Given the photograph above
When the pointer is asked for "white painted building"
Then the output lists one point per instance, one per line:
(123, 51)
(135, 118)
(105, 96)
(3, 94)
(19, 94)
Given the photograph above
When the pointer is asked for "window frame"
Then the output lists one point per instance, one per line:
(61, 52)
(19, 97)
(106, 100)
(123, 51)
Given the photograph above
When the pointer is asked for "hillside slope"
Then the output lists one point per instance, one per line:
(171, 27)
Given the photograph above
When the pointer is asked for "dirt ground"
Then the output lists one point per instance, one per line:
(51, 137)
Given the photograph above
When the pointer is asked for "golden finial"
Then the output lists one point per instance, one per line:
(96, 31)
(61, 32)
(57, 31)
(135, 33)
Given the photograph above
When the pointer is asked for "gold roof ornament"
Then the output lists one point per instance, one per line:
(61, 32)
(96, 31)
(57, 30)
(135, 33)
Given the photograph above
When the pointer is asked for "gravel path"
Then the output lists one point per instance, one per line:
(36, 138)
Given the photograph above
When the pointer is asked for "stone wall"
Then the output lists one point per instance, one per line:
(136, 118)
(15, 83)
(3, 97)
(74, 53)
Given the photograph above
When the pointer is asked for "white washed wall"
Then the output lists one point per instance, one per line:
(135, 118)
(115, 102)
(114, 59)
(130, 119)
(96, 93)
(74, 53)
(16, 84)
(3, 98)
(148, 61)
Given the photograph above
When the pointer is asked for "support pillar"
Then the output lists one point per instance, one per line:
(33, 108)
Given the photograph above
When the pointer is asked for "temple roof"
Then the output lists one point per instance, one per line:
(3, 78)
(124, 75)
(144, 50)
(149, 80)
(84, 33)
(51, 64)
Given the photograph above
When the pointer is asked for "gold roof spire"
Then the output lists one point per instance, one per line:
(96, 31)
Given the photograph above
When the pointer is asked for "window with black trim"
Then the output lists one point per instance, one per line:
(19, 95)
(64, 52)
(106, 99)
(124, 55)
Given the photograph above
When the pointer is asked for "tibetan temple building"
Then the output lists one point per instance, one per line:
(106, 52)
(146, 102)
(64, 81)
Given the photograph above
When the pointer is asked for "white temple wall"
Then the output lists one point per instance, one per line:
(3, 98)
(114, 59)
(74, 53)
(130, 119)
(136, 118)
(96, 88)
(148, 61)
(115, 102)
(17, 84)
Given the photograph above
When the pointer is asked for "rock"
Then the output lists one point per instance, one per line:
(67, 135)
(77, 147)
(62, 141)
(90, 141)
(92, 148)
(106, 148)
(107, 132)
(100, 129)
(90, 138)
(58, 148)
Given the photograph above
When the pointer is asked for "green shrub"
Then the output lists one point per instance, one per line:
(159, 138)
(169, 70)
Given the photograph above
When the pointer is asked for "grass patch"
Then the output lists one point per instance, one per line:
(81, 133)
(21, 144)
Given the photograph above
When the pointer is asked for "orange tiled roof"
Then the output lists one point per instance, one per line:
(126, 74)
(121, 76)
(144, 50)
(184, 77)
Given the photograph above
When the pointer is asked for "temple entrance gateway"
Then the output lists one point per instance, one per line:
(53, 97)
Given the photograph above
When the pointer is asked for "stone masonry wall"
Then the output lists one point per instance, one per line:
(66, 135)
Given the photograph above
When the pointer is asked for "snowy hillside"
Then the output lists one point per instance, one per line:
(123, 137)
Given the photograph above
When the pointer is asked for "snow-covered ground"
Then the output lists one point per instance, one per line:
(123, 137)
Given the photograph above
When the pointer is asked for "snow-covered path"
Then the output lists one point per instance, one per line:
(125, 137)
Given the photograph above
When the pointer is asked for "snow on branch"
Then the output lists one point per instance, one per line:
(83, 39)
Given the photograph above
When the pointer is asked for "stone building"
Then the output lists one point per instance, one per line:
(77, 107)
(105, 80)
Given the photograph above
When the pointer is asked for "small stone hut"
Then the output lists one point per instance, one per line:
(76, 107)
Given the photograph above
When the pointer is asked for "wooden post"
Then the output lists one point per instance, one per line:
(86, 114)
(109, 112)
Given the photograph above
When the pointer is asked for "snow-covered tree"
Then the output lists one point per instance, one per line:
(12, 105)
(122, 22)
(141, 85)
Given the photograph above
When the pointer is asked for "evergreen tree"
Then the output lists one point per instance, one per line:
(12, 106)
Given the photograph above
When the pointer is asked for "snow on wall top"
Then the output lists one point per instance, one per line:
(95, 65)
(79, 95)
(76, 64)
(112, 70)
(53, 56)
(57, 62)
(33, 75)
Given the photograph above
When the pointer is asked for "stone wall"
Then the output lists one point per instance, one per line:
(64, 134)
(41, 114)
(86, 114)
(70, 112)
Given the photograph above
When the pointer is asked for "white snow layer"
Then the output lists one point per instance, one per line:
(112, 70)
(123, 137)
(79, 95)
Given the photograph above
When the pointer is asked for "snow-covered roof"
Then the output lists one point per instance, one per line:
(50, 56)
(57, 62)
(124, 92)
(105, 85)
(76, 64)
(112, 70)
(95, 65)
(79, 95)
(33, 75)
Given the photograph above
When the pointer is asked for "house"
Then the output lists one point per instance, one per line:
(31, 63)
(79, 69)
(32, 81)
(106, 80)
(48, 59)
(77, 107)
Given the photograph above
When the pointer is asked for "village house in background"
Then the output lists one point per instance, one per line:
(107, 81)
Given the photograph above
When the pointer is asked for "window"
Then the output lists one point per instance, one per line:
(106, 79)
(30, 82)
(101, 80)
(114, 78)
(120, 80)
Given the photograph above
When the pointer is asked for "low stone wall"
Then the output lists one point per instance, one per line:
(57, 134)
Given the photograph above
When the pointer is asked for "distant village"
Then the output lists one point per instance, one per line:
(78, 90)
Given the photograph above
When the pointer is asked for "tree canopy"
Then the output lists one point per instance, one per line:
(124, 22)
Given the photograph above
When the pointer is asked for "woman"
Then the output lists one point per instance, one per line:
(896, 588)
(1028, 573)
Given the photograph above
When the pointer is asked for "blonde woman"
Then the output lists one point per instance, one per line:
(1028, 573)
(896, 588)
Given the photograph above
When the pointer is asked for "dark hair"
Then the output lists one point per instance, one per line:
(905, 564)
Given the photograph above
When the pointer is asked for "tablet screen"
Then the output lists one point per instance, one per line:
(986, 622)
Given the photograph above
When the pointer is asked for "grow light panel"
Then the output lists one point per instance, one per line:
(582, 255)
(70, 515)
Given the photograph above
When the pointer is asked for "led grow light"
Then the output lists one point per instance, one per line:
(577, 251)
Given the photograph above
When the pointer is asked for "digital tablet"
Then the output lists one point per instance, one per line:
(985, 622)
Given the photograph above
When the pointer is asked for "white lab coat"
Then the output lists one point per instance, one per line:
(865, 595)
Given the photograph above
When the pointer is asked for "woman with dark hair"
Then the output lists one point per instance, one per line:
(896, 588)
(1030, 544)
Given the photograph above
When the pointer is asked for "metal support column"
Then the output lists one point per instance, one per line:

--------------------------------

Stated exercise: Reproduce each line of the material above precisely.

Response to this exercise:
Given the photograph above
When the pointer is asked for "white painted building"
Then the output lists one point per instance, one per line:
(123, 51)
(135, 118)
(105, 96)
(3, 94)
(19, 94)
Given the photograph above
When the pointer is asked for "window frame"
Then the output lists one point per instance, one per line:
(61, 52)
(19, 97)
(106, 100)
(123, 51)
Given the photograph above
When the pointer is asked for "hillside slope"
Then the output lists one point per instance, one per line:
(171, 27)
Given the photograph above
When the pointer is asked for "dirt ground"
Then the output lists one point per instance, one per line:
(51, 137)
Given the photograph above
When the pointer is asked for "golden finial"
Then the output lists one point per instance, one per line:
(96, 31)
(61, 32)
(57, 31)
(135, 33)
Given the photograph above
When the pointer is asked for "gold roof ornament"
Then the output lists one point per instance, one per line:
(61, 32)
(96, 31)
(57, 30)
(135, 33)
Given the photograph above
When the pointer is asked for "gravel path"
Then the output lists one point per instance, one per line:
(36, 138)
Given the photograph above
When the pointer is asked for "stone wall"
Then the output lists one point per instance, one per line:
(136, 118)
(15, 83)
(3, 97)
(74, 53)
Given the photograph above
When the pointer is asked for "white washed wall"
Then the output lists one point per instance, one per line:
(135, 118)
(115, 102)
(114, 59)
(130, 119)
(96, 93)
(74, 53)
(16, 84)
(3, 98)
(148, 61)
Given the photograph above
When the pointer is asked for "support pillar"
Then the output lists one point per instance, one per line:
(33, 108)
Given the photograph above
When the pointer is asked for "temple roof"
Then the output lists one point per instance, one per line:
(3, 78)
(124, 75)
(144, 50)
(149, 80)
(84, 33)
(51, 64)
Given the photograph above
When the pointer is asked for "gold roof spire"
Then the output lists one point per instance, one per line:
(96, 31)
Given the photograph above
When the pointer is asked for "window with black trim"
Then the output lists one point per instance, one per line:
(19, 95)
(64, 52)
(106, 99)
(124, 55)
Given the photograph above
When the pointer is asked for "tibetan temple building"
Then the output lists one point per instance, one per line:
(106, 52)
(146, 102)
(64, 81)
Given the photograph above
When the pointer is asked for "white temple wall"
Then the output lists one point per instance, one per line:
(3, 98)
(114, 59)
(74, 53)
(130, 119)
(136, 118)
(96, 88)
(148, 61)
(115, 102)
(17, 84)
Given the photograph above
When the pointer is asked for "rock"
Then the output lists one point per instance, one per line:
(67, 135)
(77, 147)
(62, 141)
(90, 141)
(92, 148)
(106, 148)
(107, 132)
(100, 129)
(90, 138)
(58, 148)
Given the photograph above
When the pointer is asked for "green shrub"
Then the output lists one point per instance, one per line:
(159, 138)
(169, 70)
Given the photograph above
When the pointer is asked for "grass patch"
Then the output lists one point per instance, one per line:
(81, 133)
(21, 144)
Given the photograph above
When the pointer is asked for "orange tiled roof"
Then the output lists one point per instance, one per line:
(126, 74)
(121, 76)
(144, 50)
(184, 77)
Given the photograph above
When the pointer is asked for "temple entrance gateway"
Then the output lists one point per instance, one per line:
(53, 97)
Given the photograph above
When the pointer is asked for "stone masonry wall"
Then the output lists one point per instance, one per line:
(66, 135)
Given the photograph above
When the pointer is asked for "snowy hillside"
Then the output lists one point per instance, one per line:
(123, 137)
Given the photograph above
When the pointer is asked for "snow-covered ground"
Then the output lists one point per instance, one per line:
(123, 137)
Given the photograph above
When the pointer is asked for "snow-covered path"
Then the output lists one point per instance, one per line:
(125, 137)
Given the photograph above
When the pointer is asked for "snow on branch"
Then the output lists one point per instance, one per line:
(83, 39)
Given the photograph above
When the pointer is asked for "stone building"
Then the output lists one point per instance, one per line:
(77, 107)
(105, 80)
Given the photograph above
When the pointer is asked for "small stone hut"
Then the output lists one point per instance, one per line:
(76, 107)
Given the photograph above
When the pointer is asked for "wooden post"
Then the output lists one point per instance, one per line:
(86, 114)
(109, 112)
Given the photograph above
When the pointer is asked for "snow-covered tree"
Then the output lists one point per instance, one per line:
(12, 105)
(122, 22)
(141, 85)
Given the photograph above
When the pointer is asked for "evergreen tree"
Then the output lists one point per instance, one per line:
(12, 106)
Given the photograph above
When the pointer is asked for "snow on wall top"
Then the output lists one point per instance, one per line:
(95, 65)
(79, 95)
(76, 64)
(112, 70)
(53, 56)
(57, 62)
(33, 75)
Given the photograph above
When the pointer is asked for "stone wall"
Then the output lists one point per instance, one per line:
(64, 134)
(41, 114)
(86, 114)
(70, 112)
Given the photograph above
When the pointer is asked for "white snow layer"
Then the output lists one point per instance, one per line:
(112, 70)
(123, 137)
(79, 95)
Given the photograph above
When the pointer is asked for "snow-covered roof"
Then the output lists one point per instance, one per line:
(50, 56)
(57, 62)
(124, 92)
(105, 85)
(76, 64)
(112, 70)
(95, 65)
(79, 95)
(33, 75)
Given the photograph above
When the pointer is asked for "house"
Then the output lists one point per instance, one per line:
(31, 63)
(79, 69)
(32, 81)
(106, 80)
(48, 59)
(77, 107)
Given the photograph above
When the pointer is asked for "village house in background"
Then the output lists one point per instance, one per line:
(107, 81)
Given the photograph above
When the pointer is asked for "window"
Then the output lists one point per instance, one per line:
(106, 79)
(30, 82)
(101, 80)
(114, 78)
(120, 80)
Given the photograph above
When the pointer is asked for "low stone wall"
Then the output lists one point per instance, one per line:
(57, 134)
Given the photograph above
When the pointer is asked for "distant village"
Then the output lists one point per instance, one per line:
(78, 90)
Given the photograph above
When the pointer is asked for "tree canopy"
Then the output lists one point per instance, one per line:
(124, 22)
Given the photograph above
When the pointer is asked for "woman"
Then the output lists one point per instance, one per line:
(896, 588)
(1028, 573)
Given the photograph above
When the pointer is asked for "blonde woman"
Then the output lists one point per instance, one per line:
(1028, 573)
(896, 588)
Given the photograph above
When the pointer is asked for "dark hair"
Then the output lists one point per instance, one per line:
(905, 564)
Given the photograph above
When the pointer is asked for "tablet screen"
Then the output lists one point per instance, one per line:
(986, 622)
Given the photograph above
When the pointer is asked for "grow light panel"
Then the output lists one point per instance, one per line:
(582, 255)
(70, 515)
Given the photograph above
When the pointer is asked for "led grow light"
Then the output lists one point per instance, one per line:
(577, 251)
Given the photograph above
When the pointer is asked for "digital tablet"
Then the output lists one point per instance, one per line:
(985, 622)
Given the photograph above
When the pointer is asked for "white lab coat"
Then the output lists one point per instance, one per line:
(865, 595)
Given the photograph above
When the pointer is asked for "woman with dark hair"
Then the output lists one point per instance, one per line:
(896, 588)
(1030, 544)
Given the photograph above
When the pointer is asked for "metal support column"
Then the output lists one point per instance, one per line:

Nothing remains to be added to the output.